-- START OF Raw records --

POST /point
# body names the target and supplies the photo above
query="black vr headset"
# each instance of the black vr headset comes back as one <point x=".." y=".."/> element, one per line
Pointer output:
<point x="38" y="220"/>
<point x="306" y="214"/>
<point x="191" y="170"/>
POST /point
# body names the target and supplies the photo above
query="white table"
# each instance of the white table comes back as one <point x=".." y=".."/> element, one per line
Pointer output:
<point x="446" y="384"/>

-- END OF Raw records --

Can you update all the lines above so that every "black" becomes "dark", with nothing else changed?

POST /point
# body names the target and supplies the photo above
query="dark vr headset"
# each instance of the dark vr headset comes back as one <point x=".." y=".."/> element, one per line
Pointer output:
<point x="38" y="220"/>
<point x="306" y="214"/>
<point x="191" y="170"/>
POST /point
# body names the target and supplies the photo above
query="white table"
# each instance of the white table comes back as one <point x=".." y=".."/> element, one per line
Pointer output:
<point x="446" y="384"/>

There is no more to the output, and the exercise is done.